TASK REQUIREMENTS -
1. Answer these questions from the passage on Trump's presidential power:
(a) Which party has control of both Houses of Congress?
(b) What does Congress hold, besides the ability to impeach the President?
(c) What does the final paragraph say Trump will still have?
2. Translate this sentence from the passage on Trump's presidential power into Spanish: "Trump will not be able to initiate legislation or start a war."
3. Repeat the stretch of the passage on Trump's presidential power from "On paper, Donald Trump will be a very powerful President –" through "restrain his power.".

DOCUMENT PASSAGE -
>>>>
On paper, Donald Trump will be a very powerful President – The Republicans have control of both Houses of Congress and will have the balance of power on the Supreme Court, once Trump’s nominee is in place. However, this masks the reality. The lack of support for Trump amongst senior Republicans – including former Presidents – and the party at large is likely to restrain his power.
On paper, Donald Trump will be a very powerful President
Additionally, the constitution itself limits the power of the President. Trump will not be able to initiate legislation or start a war. Crucially, Congress has the ‘power of the purse strings’ – the money – and has the ability to impeach the President and remove him from office. Indeed, according to the House Speaker Paul Ryan, Trump ‘feels very strongly…that the constitution is restored’ so that Congress’ powers are respected.
It would be foolish to suggest that Trump will not be powerful – he will still have the nuclear codes, after all – but the US’s system of ‘checks and balances’ ensures the President does not have absolute control of one of the world’s largest super powers.
<<<<
[Excerpts of pointing data]
>>>>
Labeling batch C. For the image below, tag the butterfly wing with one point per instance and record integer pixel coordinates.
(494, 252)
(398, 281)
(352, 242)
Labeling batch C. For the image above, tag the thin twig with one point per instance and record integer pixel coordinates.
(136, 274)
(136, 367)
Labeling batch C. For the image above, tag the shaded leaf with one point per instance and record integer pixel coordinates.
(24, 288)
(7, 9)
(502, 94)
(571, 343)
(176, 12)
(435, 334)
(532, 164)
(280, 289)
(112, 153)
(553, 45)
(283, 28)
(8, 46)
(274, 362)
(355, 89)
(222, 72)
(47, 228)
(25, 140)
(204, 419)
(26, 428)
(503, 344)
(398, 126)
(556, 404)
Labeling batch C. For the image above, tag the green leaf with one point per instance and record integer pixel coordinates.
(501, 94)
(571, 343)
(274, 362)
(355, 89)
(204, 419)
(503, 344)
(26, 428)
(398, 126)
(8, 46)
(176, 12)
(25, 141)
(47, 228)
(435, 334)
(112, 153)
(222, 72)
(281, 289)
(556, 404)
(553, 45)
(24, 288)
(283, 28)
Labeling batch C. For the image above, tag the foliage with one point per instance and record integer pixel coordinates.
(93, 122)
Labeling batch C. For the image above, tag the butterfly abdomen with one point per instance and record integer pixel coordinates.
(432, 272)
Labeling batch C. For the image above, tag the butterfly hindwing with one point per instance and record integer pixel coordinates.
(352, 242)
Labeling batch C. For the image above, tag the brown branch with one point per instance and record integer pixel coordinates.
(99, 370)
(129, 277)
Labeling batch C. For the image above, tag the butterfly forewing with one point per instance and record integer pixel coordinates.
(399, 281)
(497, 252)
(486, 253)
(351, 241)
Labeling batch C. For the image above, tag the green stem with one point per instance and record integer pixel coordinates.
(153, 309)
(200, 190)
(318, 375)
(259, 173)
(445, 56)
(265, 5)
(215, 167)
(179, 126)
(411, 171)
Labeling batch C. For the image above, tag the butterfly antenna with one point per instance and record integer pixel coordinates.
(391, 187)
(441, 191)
<<<<
EXPECTED ANSWERS -
1.
(a) The Republicans.
(b) The ‘power of the purse strings’, meaning the money.
(c) The nuclear codes.

2. Trump no podrá iniciar legislación ni comenzar una guerra.

3.
On paper, Donald Trump will be a very powerful President – The Republicans have control of both Houses of Congress and will have the balance of power on the Supreme Court, once Trump’s nominee is in place. However, this masks the reality. The lack of support for Trump amongst senior Republicans – including former Presidents – and the party at large is likely to restrain his power.